Texto para leitura:
::::

Expressar-se bem distinguirá o jovem advogado
Jayme Vita Roso*
Pude constatar, fazendo um giro muito rápido, mas proveitoso, na Loyola University Chigago School of Law, durante as aulas, no início de abril passado, que a maioria das classes não tem mais de trinta alunos; algumas, onde se ministram cursos especiais, ensinadas matérias curriculares eleitas por eles mesmos, com dez ou doze apenas.
Enfatiza-se o diálogo, que é proveitoso, entre quem transmite e quem é cursante. Dá-se ênfase ao redigir, ler e comentar o que se elabora, em classe. Isso estimula uma ida-e-volta, completa, durante algumas duas horas, em teses, antíteses e sínteses. O professor transmite; os alunos atentam e, interativamente, após a matéria dada, estabelece-se a discussão. Notei que a troca é respeitosa e, sobretudo, interessada. Daí, exsurge, ainda que magicamente, a necessidade de serem revistos os apontamentos, corrigi-los e ensaiar o entendimento do que lhes foi transmitido, relacionando-o com outros temas já absorvidos, ou não. Mas, pensando, surgem as dúvidas. Elas são compartidas e, outra vez, compartidas, porque a maioria das aulas são transmitidas aos endereços dos alunos, na internet, em tempo real: afinal, ainda que não acolham os ensinamentos passados, ao menos, sabe-se a que vai levá-los.
Estimulados, na maioria das vezes, pois há exceções, os alunos, a pouco e pouco, conseguem superar ou sufocar os temores de falar em público e de ler, aos demais, o que escreveram, sobretudo, tendo a certeza de que, questionados ao final, não serão chacoteados, mas aprofundarão o tema.
Apenas notei que lhes falta o sentido de universalidade, cultivando apenas as idéias que brotam da sua própria realidade. Em literatura, como na ciência jurídica, a universalidade é a conseqüência do que se escorça, ou se desenha, estabelecendo conexões entre o particular e o geral. Corre-se o risco de acontecer, como lá acontece, que o sentido de um trabalho literário ou jurídico – o mesmo sentido ontológico – não se torna evidente de imediato.
Decorre desta exposição propositiva que, para falar com propriedade e conteúdo, antes será necessário formar-se culturalmente, adquirir consistência ou provar e demonstrar conhecimento do tema exposto em escrito.
São anos e anos de pesquisa, estudo e reflexão, para, construída a base da pirâmide, ser possível alçarem-se outros rumos no mundo das idéias.

::::

Registros fornecidos:
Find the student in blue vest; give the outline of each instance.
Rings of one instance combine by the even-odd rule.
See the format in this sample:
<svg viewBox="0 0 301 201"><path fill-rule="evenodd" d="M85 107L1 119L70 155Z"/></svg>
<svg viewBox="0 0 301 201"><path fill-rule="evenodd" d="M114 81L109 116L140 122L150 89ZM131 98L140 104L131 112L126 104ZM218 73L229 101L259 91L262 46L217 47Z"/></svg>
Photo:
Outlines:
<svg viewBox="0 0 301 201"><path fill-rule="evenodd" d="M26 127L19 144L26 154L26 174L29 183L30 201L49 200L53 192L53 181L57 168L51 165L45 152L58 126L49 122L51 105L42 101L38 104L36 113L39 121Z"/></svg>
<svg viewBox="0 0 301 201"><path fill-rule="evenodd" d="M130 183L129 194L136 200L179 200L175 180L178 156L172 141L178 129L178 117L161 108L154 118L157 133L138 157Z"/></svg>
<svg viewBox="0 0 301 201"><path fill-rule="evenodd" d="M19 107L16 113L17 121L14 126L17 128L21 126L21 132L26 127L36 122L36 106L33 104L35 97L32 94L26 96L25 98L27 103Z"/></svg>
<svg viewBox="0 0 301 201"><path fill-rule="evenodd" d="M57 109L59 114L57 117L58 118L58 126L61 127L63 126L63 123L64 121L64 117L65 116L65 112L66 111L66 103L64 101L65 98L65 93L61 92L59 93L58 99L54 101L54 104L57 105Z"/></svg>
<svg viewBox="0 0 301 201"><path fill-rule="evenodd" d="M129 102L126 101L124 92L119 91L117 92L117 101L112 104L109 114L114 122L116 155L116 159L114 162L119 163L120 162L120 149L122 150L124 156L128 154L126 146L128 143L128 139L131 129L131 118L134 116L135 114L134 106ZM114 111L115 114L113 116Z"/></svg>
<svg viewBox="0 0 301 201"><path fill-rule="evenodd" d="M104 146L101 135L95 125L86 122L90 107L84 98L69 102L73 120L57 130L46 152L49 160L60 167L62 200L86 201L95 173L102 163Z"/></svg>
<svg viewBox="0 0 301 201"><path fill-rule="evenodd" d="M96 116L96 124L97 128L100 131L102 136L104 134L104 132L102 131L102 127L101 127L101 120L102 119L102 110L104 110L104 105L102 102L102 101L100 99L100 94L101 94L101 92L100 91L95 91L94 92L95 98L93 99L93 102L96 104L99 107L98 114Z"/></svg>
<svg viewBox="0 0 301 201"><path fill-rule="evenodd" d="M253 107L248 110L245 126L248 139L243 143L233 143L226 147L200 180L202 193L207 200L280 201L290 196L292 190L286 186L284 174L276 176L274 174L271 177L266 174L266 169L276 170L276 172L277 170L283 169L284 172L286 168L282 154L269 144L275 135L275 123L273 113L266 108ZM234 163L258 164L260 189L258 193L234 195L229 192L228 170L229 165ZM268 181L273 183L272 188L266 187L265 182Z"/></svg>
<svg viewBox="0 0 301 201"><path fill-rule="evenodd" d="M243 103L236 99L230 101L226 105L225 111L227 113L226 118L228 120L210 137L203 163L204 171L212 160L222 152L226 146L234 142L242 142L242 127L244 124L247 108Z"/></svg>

::::

Exercício escrito: Reescreva o trecho do texto sobre a expressão do jovem advogado entre "Decorre desta exposição" e "mundo das idéias.", inclusive, trocando "pesquisa" por "investigação".

Resposta à tarefa:
Decorre desta exposição propositiva que, para falar com propriedade e conteúdo, antes será necessário formar-se culturalmente, adquirir consistência ou provar e demonstrar conhecimento do tema exposto em escrito.
São anos e anos de investigação, estudo e reflexão, para, construída a base da pirâmide, ser possível alçarem-se outros rumos no mundo das idéias.